__Data shown__
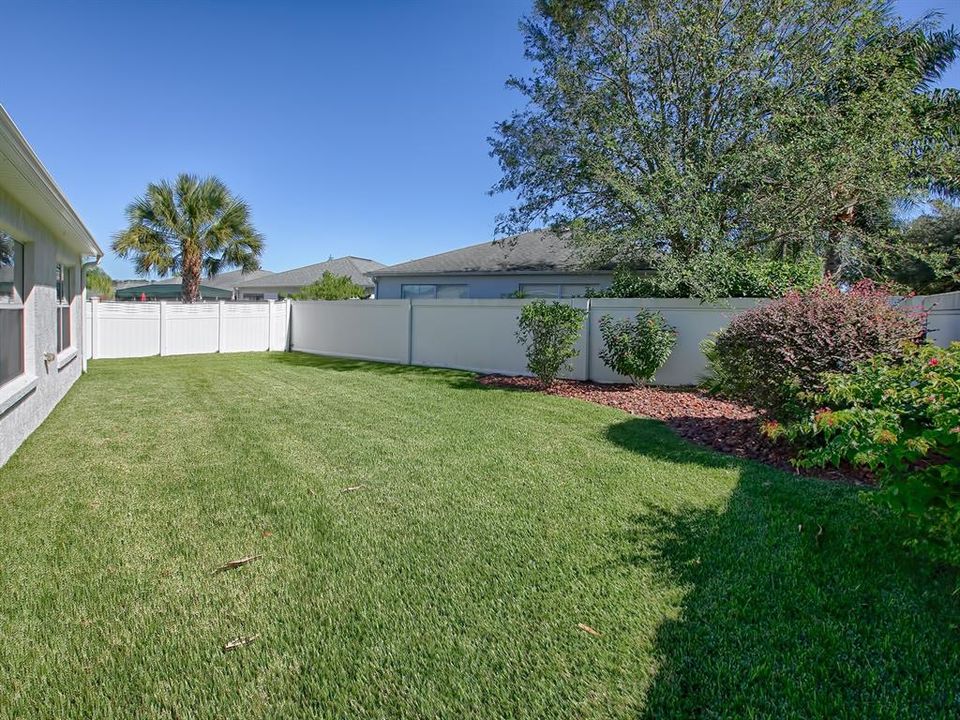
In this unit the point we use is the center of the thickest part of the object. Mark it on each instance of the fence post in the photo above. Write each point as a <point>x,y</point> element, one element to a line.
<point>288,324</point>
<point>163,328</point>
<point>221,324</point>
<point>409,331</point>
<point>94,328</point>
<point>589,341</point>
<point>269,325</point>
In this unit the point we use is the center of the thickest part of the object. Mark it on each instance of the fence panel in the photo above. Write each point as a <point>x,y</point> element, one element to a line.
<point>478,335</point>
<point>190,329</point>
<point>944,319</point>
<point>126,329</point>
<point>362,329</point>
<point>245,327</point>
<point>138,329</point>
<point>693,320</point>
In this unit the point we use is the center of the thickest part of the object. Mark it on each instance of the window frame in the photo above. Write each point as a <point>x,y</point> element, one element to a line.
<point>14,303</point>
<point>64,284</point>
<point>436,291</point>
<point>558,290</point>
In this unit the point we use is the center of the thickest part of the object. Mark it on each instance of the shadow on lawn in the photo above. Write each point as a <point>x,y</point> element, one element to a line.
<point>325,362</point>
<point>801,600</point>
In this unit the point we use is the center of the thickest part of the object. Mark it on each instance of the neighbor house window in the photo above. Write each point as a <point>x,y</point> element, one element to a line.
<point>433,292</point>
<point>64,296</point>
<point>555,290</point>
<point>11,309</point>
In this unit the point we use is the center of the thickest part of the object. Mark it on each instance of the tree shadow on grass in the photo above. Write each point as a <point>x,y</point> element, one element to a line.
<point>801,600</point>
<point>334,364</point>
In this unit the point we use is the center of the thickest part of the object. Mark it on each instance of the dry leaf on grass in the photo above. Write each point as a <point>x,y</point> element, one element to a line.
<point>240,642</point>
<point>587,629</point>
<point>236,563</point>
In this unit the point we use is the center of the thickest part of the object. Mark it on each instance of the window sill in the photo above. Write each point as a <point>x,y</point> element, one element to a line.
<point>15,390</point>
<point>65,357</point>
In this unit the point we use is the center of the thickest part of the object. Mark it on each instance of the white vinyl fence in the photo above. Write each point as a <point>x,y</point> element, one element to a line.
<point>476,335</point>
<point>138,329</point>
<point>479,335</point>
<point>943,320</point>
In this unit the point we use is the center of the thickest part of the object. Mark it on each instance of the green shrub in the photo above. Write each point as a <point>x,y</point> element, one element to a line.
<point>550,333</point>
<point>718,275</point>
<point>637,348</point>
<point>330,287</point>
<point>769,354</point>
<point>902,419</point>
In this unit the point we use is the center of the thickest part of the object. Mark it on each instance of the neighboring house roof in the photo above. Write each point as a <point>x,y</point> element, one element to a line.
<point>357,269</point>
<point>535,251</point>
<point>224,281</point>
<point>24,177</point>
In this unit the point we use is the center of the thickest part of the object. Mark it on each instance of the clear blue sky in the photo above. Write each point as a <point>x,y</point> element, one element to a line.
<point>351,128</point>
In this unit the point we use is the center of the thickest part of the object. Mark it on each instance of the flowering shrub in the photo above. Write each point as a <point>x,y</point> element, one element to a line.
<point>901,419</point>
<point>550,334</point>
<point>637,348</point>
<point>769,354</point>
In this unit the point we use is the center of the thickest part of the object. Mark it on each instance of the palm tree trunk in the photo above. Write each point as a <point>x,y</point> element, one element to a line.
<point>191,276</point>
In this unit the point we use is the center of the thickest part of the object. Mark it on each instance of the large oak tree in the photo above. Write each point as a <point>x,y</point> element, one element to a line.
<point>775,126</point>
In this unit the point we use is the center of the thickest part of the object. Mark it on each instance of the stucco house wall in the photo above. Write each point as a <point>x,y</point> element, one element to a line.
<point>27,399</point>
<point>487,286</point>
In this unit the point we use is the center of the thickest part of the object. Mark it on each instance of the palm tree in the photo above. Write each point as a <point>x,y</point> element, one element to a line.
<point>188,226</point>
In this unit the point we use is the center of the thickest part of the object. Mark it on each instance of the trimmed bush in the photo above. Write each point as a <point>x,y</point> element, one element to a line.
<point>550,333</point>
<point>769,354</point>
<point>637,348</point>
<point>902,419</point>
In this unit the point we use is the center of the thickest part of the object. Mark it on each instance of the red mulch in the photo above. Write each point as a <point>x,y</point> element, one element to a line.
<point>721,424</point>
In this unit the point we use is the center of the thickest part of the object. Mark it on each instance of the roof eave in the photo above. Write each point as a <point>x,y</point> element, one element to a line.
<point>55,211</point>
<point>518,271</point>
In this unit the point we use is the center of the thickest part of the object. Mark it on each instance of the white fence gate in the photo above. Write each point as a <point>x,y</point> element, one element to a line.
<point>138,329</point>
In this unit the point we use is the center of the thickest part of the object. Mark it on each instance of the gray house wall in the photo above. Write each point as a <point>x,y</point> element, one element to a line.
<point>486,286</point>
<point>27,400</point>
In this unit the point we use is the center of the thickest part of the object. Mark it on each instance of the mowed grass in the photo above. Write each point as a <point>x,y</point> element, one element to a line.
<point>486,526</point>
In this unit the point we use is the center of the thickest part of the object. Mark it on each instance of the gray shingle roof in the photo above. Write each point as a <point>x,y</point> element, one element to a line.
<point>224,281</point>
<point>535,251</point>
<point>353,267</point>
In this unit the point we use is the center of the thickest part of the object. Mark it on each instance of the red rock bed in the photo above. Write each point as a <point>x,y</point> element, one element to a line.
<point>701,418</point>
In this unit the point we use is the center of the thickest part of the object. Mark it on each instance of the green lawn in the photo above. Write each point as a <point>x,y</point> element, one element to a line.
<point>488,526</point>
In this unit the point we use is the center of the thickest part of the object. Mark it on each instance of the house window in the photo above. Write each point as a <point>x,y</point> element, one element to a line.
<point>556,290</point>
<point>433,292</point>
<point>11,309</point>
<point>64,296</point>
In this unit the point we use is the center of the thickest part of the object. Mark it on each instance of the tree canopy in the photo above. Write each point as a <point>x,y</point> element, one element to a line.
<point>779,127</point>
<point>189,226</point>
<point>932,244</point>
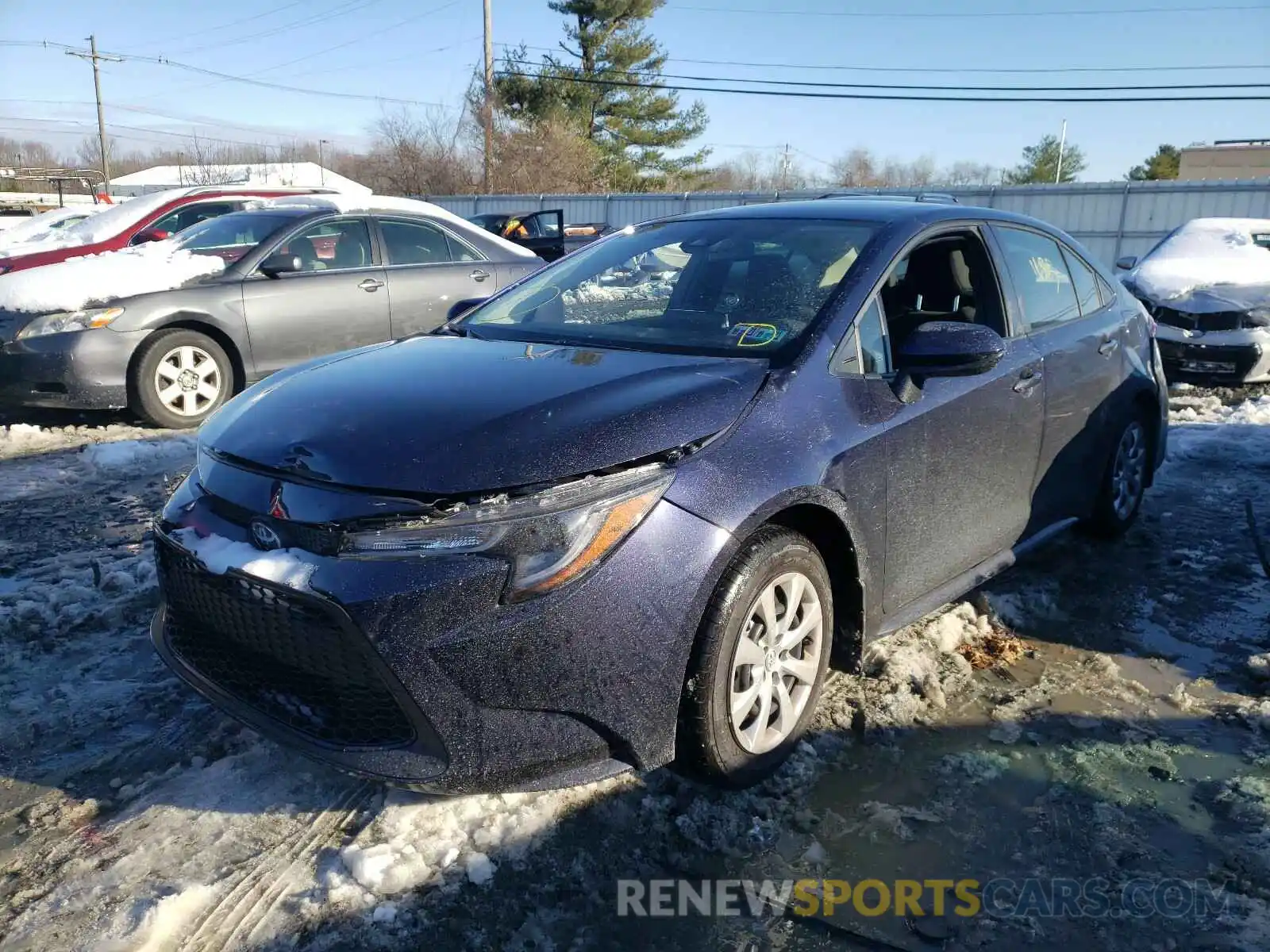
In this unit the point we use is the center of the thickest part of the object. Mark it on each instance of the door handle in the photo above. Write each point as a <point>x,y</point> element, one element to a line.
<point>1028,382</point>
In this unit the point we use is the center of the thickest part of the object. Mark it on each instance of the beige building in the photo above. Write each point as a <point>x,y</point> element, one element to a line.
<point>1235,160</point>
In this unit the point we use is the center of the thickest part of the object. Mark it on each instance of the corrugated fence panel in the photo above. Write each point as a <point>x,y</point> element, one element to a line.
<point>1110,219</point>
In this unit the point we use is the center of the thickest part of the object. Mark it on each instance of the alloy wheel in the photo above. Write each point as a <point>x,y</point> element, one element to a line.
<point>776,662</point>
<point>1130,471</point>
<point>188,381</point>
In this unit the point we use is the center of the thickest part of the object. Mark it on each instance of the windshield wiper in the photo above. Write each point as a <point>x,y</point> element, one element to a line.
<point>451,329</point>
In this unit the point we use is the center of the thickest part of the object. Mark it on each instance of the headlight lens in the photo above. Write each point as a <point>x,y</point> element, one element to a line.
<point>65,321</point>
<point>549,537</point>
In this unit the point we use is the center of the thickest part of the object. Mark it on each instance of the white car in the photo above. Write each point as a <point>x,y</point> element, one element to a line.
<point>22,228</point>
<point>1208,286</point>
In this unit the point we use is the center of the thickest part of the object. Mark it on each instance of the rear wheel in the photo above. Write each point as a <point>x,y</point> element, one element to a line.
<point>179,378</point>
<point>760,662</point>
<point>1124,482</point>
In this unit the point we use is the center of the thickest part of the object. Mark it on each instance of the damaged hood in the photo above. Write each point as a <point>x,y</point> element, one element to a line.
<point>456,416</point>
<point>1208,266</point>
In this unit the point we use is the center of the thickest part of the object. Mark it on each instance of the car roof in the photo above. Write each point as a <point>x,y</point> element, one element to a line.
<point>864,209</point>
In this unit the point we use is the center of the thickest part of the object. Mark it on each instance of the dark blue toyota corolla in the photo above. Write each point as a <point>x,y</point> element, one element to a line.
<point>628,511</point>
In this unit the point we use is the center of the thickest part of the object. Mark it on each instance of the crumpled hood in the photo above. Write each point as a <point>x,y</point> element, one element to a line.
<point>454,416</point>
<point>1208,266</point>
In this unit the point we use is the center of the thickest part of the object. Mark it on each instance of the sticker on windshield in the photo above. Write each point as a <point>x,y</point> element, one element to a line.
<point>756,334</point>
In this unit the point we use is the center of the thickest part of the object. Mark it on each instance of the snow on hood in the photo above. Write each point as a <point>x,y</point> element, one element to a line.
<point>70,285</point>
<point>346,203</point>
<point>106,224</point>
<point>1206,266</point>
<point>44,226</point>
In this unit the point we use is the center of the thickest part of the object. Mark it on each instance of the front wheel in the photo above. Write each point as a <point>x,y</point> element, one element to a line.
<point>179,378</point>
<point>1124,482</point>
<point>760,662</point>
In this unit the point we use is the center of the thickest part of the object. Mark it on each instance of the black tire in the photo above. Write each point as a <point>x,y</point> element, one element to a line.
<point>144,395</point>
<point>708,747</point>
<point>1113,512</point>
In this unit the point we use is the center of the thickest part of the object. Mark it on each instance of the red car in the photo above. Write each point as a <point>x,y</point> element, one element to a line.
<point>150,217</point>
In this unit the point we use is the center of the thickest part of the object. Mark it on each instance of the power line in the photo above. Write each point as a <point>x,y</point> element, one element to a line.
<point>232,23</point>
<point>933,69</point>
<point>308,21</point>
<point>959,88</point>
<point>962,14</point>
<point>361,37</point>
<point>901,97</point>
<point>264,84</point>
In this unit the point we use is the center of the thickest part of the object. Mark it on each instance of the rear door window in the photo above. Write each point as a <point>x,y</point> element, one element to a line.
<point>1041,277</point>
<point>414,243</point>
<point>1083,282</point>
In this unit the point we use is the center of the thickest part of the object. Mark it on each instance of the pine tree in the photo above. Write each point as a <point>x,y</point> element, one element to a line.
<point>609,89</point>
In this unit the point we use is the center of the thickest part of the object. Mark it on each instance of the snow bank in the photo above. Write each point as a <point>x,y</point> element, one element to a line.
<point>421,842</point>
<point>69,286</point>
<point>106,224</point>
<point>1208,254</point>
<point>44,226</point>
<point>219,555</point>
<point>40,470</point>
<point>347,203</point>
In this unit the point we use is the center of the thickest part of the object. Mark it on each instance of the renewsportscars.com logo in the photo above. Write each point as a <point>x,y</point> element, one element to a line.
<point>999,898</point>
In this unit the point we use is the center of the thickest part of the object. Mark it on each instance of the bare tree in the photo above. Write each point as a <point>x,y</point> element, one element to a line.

__What the task asks__
Rewrite the records from the line with "the rear door" up to and including the line with "<point>414,243</point>", replacing "rear door window" with "back door window" and leaving everything else unchanged.

__Output for this exercise__
In this unit the point we use is the center of the thickest part of the object. Mark it on each instance of the back door window in the photo above. Write each point as a <point>x,y</point> element, one element to a line.
<point>1041,277</point>
<point>414,243</point>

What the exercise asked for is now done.